[Listed records]

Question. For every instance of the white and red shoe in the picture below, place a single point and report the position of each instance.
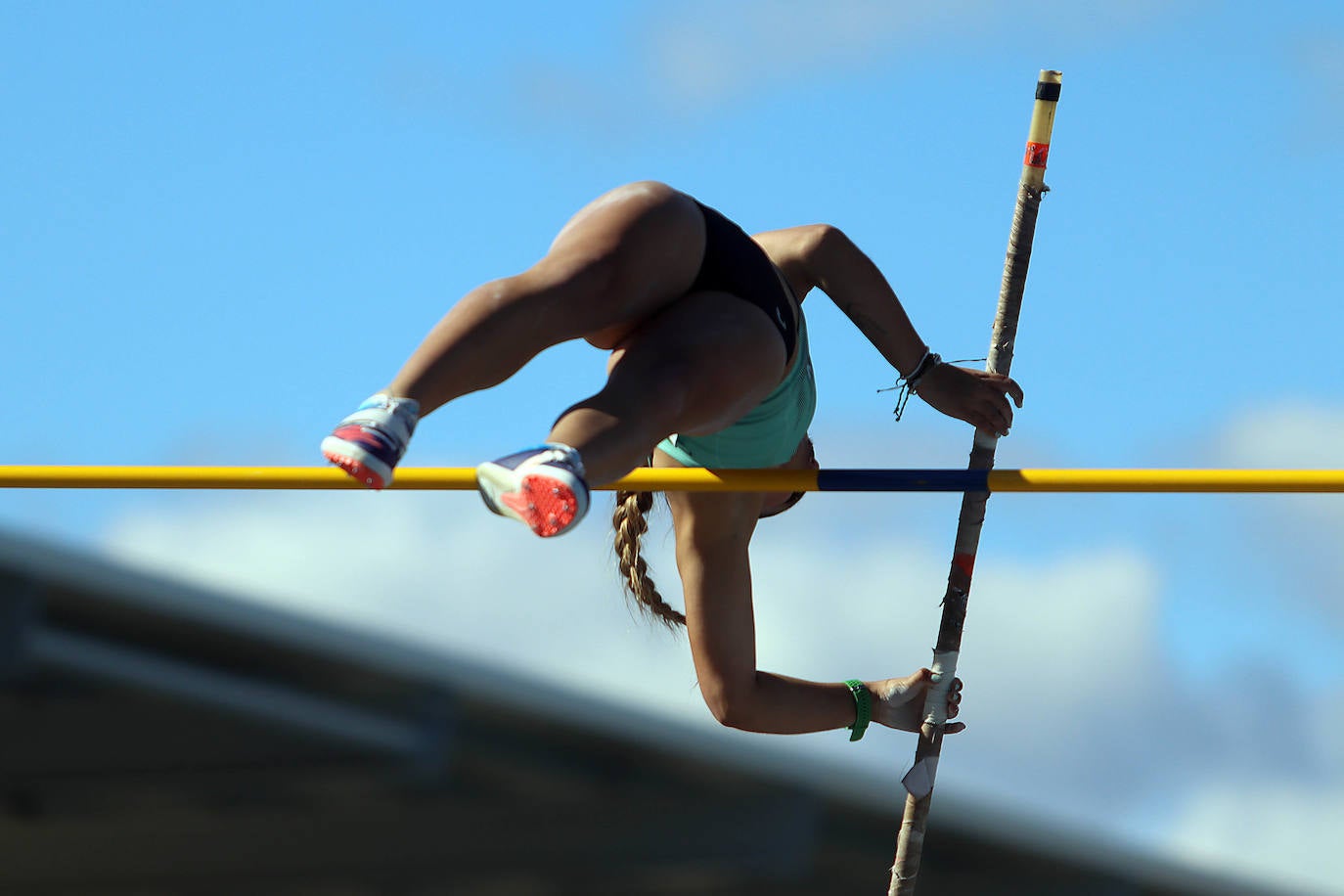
(542, 486)
(373, 439)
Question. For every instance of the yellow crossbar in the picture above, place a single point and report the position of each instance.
(695, 479)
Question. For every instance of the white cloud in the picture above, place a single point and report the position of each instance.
(1301, 532)
(1292, 831)
(1073, 702)
(704, 53)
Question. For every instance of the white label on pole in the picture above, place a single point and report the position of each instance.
(918, 781)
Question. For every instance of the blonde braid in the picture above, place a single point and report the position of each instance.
(629, 524)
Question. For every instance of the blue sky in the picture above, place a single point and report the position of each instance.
(225, 226)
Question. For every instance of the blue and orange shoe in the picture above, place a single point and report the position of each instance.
(542, 486)
(371, 441)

[/Listed records]

*Action item*. Could the entries above be retyped exactly, with the pictures left out?

*Answer to this problem*.
Question. For every instance of the white and red shoe in the picture below, place a single point and report the position of each instance.
(542, 486)
(373, 439)
Question. For every instance of the yellow crossbar in the picture above, place a single point and report the position of each instance.
(695, 479)
Question. For every instance of the white cloud in the picture above, place a single point and report the position of each instance.
(1301, 532)
(1292, 831)
(1073, 702)
(704, 53)
Question. For every instance of the white label on pole in the picture above, place a single point and report the position of each instance.
(918, 781)
Question. For every instance of the blonde braid in the picture above, place a single point and report the position of each instance.
(629, 524)
Question. For every instance of the blue sky in the picture above, place a single point and report the position of each instance.
(225, 226)
Question. For every instance of the blue and orange shoe in the picture above, place a single point and report the position of each instance.
(542, 486)
(371, 441)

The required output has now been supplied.